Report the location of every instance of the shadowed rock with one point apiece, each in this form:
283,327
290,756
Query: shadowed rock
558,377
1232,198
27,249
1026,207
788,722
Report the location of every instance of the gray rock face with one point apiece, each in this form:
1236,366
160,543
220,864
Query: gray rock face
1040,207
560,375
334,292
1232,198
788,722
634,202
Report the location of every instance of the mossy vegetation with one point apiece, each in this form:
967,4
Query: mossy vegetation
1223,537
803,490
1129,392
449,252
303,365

++++

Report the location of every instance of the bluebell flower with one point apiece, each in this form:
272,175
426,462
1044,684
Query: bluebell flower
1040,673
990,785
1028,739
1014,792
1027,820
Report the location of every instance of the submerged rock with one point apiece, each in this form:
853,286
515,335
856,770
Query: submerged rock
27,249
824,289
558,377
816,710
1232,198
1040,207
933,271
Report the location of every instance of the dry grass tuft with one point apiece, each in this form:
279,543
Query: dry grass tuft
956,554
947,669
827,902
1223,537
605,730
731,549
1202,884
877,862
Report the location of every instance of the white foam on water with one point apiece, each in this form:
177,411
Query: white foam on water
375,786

++++

What you need to do>
Locate every line in the rows above that contains the string "white" and copy each such line. Case counts.

Exercise solution>
Report the location of every instance of the white foam on water with one point apiece, each in this form:
Query: white foam on water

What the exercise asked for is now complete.